— Task —
How many lines in the records below contain the word "dinner"? Reply with the number alone.

— Given entries —
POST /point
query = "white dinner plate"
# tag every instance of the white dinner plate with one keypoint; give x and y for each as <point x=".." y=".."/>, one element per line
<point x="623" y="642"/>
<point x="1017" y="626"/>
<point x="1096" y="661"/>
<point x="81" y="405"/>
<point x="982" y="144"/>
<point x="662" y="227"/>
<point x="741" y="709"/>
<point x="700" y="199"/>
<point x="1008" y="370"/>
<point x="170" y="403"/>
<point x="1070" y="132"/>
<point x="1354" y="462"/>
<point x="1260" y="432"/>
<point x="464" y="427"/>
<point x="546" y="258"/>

---

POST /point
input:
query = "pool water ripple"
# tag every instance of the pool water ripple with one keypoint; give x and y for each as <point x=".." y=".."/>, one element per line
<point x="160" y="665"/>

==

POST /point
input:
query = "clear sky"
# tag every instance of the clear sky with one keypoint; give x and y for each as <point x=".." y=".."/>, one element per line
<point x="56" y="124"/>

— Result for this task —
2